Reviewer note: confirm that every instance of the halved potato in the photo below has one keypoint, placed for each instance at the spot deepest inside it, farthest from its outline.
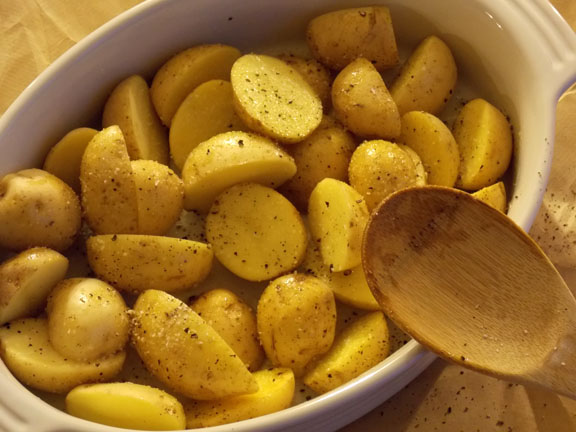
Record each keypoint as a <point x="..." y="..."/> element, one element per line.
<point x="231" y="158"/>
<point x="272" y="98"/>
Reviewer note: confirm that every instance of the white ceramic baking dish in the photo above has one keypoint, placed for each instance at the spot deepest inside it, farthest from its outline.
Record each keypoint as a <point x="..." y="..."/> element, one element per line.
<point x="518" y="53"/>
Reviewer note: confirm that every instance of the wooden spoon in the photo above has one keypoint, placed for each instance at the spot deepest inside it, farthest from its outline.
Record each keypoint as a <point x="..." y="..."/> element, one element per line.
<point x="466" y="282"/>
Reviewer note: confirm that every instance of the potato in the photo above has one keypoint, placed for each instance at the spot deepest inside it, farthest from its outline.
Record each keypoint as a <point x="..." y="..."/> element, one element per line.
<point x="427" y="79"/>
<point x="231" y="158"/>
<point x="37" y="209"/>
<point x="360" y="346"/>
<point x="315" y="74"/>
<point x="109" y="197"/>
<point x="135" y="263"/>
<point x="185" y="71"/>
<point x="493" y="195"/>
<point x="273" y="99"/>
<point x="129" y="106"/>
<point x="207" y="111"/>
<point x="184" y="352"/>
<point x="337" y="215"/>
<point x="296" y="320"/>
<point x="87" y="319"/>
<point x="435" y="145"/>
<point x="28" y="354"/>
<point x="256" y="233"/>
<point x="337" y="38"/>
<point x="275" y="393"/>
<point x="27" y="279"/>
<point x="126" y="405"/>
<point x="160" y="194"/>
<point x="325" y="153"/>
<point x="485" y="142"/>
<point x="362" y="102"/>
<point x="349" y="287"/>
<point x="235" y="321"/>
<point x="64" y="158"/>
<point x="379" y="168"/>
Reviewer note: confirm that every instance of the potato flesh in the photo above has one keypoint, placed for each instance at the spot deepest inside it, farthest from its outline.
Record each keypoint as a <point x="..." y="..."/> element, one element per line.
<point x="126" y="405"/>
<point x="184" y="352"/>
^^^^^^^^
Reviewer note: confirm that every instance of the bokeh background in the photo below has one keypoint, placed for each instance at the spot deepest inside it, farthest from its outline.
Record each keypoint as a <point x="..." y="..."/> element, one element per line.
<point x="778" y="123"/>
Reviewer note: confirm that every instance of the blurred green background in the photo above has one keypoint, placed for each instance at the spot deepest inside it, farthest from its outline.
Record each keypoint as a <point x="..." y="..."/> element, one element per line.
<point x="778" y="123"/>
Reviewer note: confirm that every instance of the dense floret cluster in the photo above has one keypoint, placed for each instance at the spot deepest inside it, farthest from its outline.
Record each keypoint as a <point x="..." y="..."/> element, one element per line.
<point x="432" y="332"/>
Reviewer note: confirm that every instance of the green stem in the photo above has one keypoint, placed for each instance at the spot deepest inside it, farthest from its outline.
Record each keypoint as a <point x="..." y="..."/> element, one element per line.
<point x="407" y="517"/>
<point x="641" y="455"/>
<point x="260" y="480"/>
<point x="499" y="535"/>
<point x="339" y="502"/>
^^^^^^^^
# Aim
List each line of the records above that contains the word "spot".

# Answer below
Reviewer note: confirm that every instance of the halved potato in the photo below has one keypoint, placed for each instance at the spot deepest inside it, farthest from its outline.
Reviewer note: confirm that every instance of the white ceramic baking dish in the photo above has one keypoint, placed for each instance at the spot deepest inside it, farthest from its outline.
Reviewer note: confirm that every instance of the wooden spoon in the photo above has one keypoint, placed for each instance at the spot deepest inside it, farthest from its outline.
Reviewer note: confirm that every instance of the potato in the photo above has one keypoint, placed for each instance at the spot deepest inside it, farthest from its outline.
Reviewer note: confirm that every instance of the potato flesh in the photo above has one keypoint, placed for each instance at the spot deepest inside it, farthest from its outline.
Reviewer note: confirm that every instance of the bokeh background in the photo below has one keypoint, placed for each instance at the spot deepest inside it, farthest from its outline.
Reviewer note: confirm that every instance of the blurred green background in the photo above has one keypoint, placed for each instance at the spot deepest inside it, farthest from its outline.
Reviewer note: confirm that every instance of the dense floret cluster in the photo above has one keypoint, placed for each instance at the spot deepest inside it, farthest from its outline.
Reviewer note: confirm that every instance of the green stem in the photo above has one keypoint, placed for each instance at the spot deepest inside it, farthest from its outline.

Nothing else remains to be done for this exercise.